# PROMPT:
Rewrite all of the data below with "shelf-audit tool" replaced by "mapping tool" everywhere and everything else unchanged, leaving out the pictures.

# SUPPLIED MATERIAL:
------
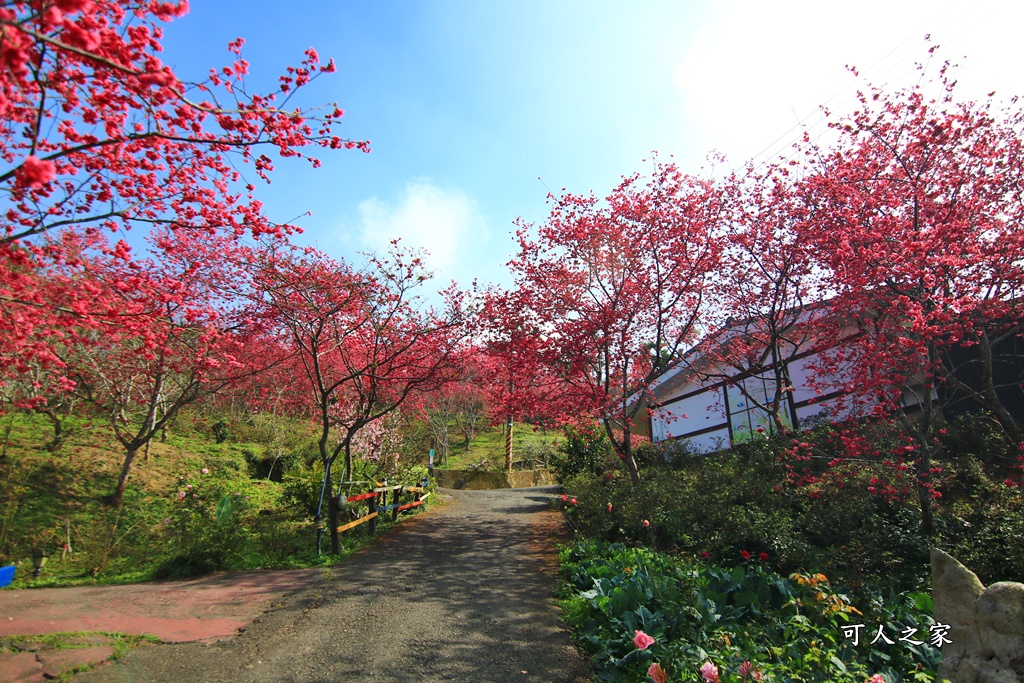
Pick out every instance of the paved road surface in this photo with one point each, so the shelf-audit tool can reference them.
(463, 593)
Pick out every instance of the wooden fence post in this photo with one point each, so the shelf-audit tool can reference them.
(373, 511)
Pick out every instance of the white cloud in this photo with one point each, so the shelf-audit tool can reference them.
(756, 68)
(444, 222)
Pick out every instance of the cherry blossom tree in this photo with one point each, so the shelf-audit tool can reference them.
(365, 344)
(101, 136)
(915, 219)
(174, 345)
(766, 298)
(621, 287)
(514, 355)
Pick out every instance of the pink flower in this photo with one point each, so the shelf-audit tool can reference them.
(642, 640)
(35, 172)
(657, 674)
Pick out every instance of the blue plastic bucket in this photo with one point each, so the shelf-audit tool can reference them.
(6, 575)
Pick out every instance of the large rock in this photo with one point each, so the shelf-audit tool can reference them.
(986, 626)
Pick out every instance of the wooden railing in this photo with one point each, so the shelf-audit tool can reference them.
(377, 502)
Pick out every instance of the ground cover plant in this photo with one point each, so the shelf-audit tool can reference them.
(220, 494)
(634, 608)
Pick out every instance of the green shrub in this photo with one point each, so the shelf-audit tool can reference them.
(738, 617)
(586, 449)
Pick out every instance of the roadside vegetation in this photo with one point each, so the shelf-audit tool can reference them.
(756, 561)
(220, 492)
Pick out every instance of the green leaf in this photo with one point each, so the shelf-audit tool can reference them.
(923, 601)
(839, 663)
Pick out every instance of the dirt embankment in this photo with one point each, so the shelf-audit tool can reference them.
(463, 593)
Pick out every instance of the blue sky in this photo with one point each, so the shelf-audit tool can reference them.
(468, 102)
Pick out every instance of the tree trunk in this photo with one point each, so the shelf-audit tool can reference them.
(119, 492)
(508, 445)
(58, 434)
(925, 495)
(333, 513)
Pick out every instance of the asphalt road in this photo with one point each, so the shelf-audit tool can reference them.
(463, 593)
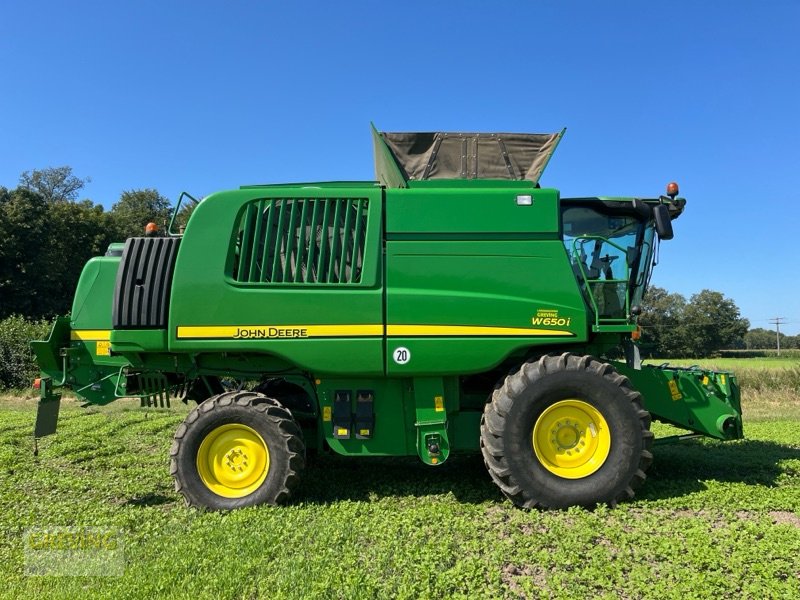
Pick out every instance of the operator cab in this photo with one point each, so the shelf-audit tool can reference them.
(610, 245)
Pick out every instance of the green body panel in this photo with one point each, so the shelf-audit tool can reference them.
(204, 295)
(487, 212)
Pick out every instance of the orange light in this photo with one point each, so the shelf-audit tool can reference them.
(672, 189)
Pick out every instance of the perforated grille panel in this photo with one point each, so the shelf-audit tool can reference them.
(301, 241)
(144, 280)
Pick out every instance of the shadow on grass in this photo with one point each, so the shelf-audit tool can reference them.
(330, 479)
(677, 470)
(684, 468)
(151, 500)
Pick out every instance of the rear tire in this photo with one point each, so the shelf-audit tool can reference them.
(237, 449)
(566, 430)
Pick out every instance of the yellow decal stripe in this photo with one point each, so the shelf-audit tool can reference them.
(314, 331)
(279, 331)
(85, 335)
(467, 330)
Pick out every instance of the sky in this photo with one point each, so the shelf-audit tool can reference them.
(203, 96)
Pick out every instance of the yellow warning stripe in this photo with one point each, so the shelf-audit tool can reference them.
(323, 331)
(241, 332)
(468, 330)
(86, 335)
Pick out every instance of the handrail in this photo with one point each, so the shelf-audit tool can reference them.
(175, 213)
(626, 281)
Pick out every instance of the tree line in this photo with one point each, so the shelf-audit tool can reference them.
(47, 235)
(674, 327)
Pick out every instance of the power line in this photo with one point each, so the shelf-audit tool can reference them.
(778, 321)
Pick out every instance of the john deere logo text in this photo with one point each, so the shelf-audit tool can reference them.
(549, 317)
(269, 333)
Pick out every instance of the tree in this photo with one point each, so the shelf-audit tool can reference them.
(662, 322)
(713, 322)
(43, 248)
(53, 184)
(136, 208)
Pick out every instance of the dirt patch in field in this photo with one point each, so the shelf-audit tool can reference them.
(511, 574)
(784, 517)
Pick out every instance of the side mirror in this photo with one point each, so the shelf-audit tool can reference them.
(663, 222)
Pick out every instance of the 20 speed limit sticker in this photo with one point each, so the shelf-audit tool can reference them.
(401, 355)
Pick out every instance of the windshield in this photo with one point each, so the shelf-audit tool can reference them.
(609, 252)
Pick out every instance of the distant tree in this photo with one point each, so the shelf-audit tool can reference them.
(713, 322)
(136, 208)
(663, 325)
(43, 248)
(53, 184)
(23, 224)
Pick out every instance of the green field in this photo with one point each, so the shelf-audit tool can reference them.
(717, 520)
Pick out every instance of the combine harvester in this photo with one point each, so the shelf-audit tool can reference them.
(453, 306)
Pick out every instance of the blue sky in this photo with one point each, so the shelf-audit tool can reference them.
(202, 96)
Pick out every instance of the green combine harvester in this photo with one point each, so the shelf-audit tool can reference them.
(453, 306)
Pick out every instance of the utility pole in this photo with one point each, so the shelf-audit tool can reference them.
(778, 321)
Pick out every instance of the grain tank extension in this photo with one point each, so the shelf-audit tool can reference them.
(451, 306)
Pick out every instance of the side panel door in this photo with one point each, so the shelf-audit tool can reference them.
(294, 272)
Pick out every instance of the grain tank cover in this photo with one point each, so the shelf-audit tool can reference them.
(403, 157)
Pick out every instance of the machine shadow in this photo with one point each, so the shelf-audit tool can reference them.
(329, 479)
(682, 469)
(678, 470)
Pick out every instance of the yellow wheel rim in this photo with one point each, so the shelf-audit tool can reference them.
(233, 460)
(571, 439)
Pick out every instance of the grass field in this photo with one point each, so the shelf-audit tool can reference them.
(714, 519)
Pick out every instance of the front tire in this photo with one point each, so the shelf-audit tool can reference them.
(237, 449)
(564, 431)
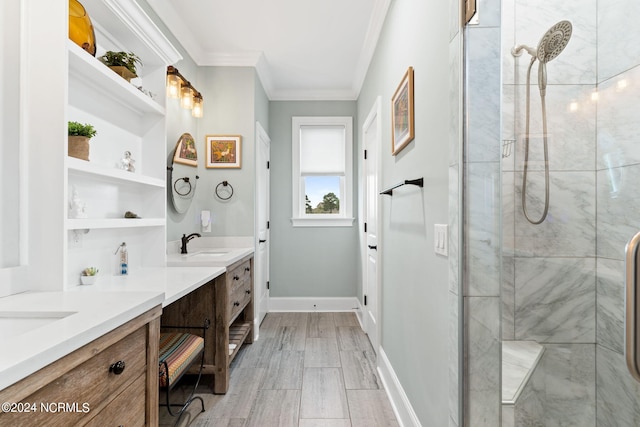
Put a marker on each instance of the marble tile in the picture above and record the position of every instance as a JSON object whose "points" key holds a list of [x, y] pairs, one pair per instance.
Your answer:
{"points": [[454, 230], [618, 221], [483, 95], [455, 100], [618, 33], [359, 370], [454, 357], [284, 371], [275, 408], [555, 300], [571, 128], [321, 353], [482, 393], [482, 229], [569, 229], [323, 394], [618, 394], [577, 63], [370, 408], [561, 391], [618, 118], [611, 297]]}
------
# CORRECT RESPONSE:
Pick out every instance of the paved road surface in this photo with one point each, so the mapping tool can reference them.
(463, 593)
Pick out every instance of the wooden fence post in this photo with one point each, so the mapping tool can reference them.
(373, 511)
Pick out every instance of the white cloud in this photo with one point each, so the mapping tool can reference them.
(756, 68)
(444, 222)
Pick out every instance of the cherry blossom tree in this photo with one point each, so the mapping tool can reference them.
(365, 344)
(101, 136)
(915, 219)
(174, 345)
(766, 298)
(621, 287)
(514, 355)
Pick out every instance of the pink flower in this photo with one point each, so the mapping tool can reference them.
(642, 640)
(35, 172)
(657, 674)
Pick out every instance of the blue plastic bucket in this photo with one point each, so the mapping tool can reference them.
(6, 575)
Pick out every instance of the large rock in this photo with one point each, so the mapping tool can reference them.
(986, 626)
Pick out every instance of the wooden railing in this photo with one point each, so the mapping tool can reference them.
(377, 502)
Pick out every instance of the ground cover plant in this photo with one point each, so the mapping tool can reference them.
(220, 494)
(634, 608)
Pick out every instance of the green shrub in this photo with one point each, so the mapping tool can reference them.
(738, 617)
(586, 449)
Pick out every instance of the roadside vegetation in this photo with one point each, so the mapping tool can reference them.
(756, 561)
(220, 492)
Pick out every instance of the green leaf in this photo with one point each, so the mapping tool can reference them.
(923, 601)
(839, 663)
Pick out every instance of the dirt embankment in this photo with one point each, so the mapping tool can reference them.
(463, 593)
Pick out every instance of the blue sky in this photo with one point each, so the mapping tool can reference them.
(468, 102)
Pick out every instance of the tree trunk in this photo with one point each, so the mapping tool can reference them.
(119, 492)
(508, 445)
(58, 434)
(925, 495)
(333, 513)
Pick out every instance of the asphalt road in this photo with one point each, so the mapping tool can reference them.
(463, 593)
Pick out every instance of the operator cab in this photo with one point each, so the mapping tool can reference them.
(610, 245)
Pick out every instance of the green body panel in this photo with one point each, so the mapping tool can reference them.
(204, 295)
(487, 212)
Pick out every instance of the orange light in this photo with one point each, so the mapping tool can reference them.
(672, 189)
Pick out every instance of the perforated grille panel in this photo with one point each, so the mapping tool can reference them.
(301, 241)
(144, 280)
Pick out every instance of the shadow on grass in this photo with one point each, so the mapping tool can reference them.
(330, 479)
(677, 470)
(684, 468)
(151, 500)
Pick out every instance of the rear tire in this photo with one point each, so the mapping tool can reference them.
(237, 449)
(566, 430)
Pick out every instance of the yellow decal stripe in this photo with one point each, so the mapping tool can reference them.
(314, 331)
(279, 331)
(85, 335)
(467, 330)
Pick out every instance of the sky in this photo with one point each, so the mapping tool can reference them.
(203, 96)
Pick out every instance of the yellow warning stripe in this photo with one point each, so the mapping tool can reference them.
(323, 331)
(241, 332)
(468, 330)
(86, 335)
Pick out every instance of the handrail in this photo with one point each, so the mapping tool can reference them.
(175, 213)
(626, 281)
Pick out every instance of the tree line in this photo with one point each, so the mapping tool can reference them.
(47, 235)
(674, 327)
Pick out every instance of the power line in this photo with one point each, so the mapping tool can reference them.
(778, 321)
Pick out every instance of the john deere logo text in this photo with one point each, so the mapping tool can reference them.
(549, 317)
(269, 333)
Pick out every instance of the tree in this photo with one point each, so the mapping tool can reference them.
(662, 322)
(713, 322)
(43, 248)
(53, 184)
(136, 208)
Pick out every instance of the dirt patch in field in this photo with one point each, so the mapping tool can reference them.
(511, 574)
(784, 517)
Pick out every instance of the side mirror in this photo with one point each, so the mapping tool can reference them.
(663, 222)
Pick out every instance of the 20 speed limit sticker in this photo with one point each, so the mapping tool can reference them.
(401, 355)
Pick out every instance of the windshield in this photo with one point each, so the mapping tool can reference them.
(609, 252)
Pick out every instance of the distant tree in this photo with one point each, so the mapping tool can reference them.
(713, 322)
(136, 208)
(663, 325)
(43, 248)
(53, 184)
(23, 224)
Pick out every instance of the green field in this photo with one point each, so the mapping tool can reference them.
(717, 520)
Pick out every instance of the combine harvester in this photo with one point each, so the mapping tool can reference them.
(453, 306)
Pick out every instance of the blue sky in this photo with one point each, so the mapping tool can reference them.
(202, 96)
Pick out every instance of the green combine harvester in this photo with one point each, so the mapping tool can reference them.
(453, 306)
Pick out every instance of the utility pole in this photo with one point each, so the mapping tool can reference them.
(778, 321)
Pick out every instance of the grain tank extension in this photo with one point each, so the mapping tool can reference them.
(451, 306)
Pick out every instance of the side panel door in this photo with one point each, so the mapping tool can reference them.
(294, 272)
Pick out every instance of the grain tank cover in this photo with one point each, so the mapping tool can reference them.
(403, 157)
Pick out every instance of the machine shadow in this photo with one point each, so the mapping tool can reference them.
(329, 479)
(682, 469)
(678, 470)
Pick out every instance of the yellow wheel rim in this photo with one point each, so the mapping tool can reference them.
(233, 460)
(571, 439)
Pick out every instance of the grass field in this photo with one point each, so the mapping tool can reference them.
(714, 519)
Pick out every instance of the front tire in this photo with one point each, so the mapping tool can reference them.
(237, 449)
(564, 431)
Put a marker on each instance of the marble tile in the picture above and record the position of every instance as a JSON object whose "points" key holds a list of [x, y] pairs, one pair per instance.
Your answer:
{"points": [[454, 230], [618, 221], [483, 95], [455, 100], [618, 33], [359, 370], [454, 357], [284, 371], [275, 408], [555, 300], [571, 128], [321, 353], [482, 393], [482, 229], [569, 229], [323, 394], [618, 394], [577, 63], [370, 408], [561, 391], [618, 118], [611, 297]]}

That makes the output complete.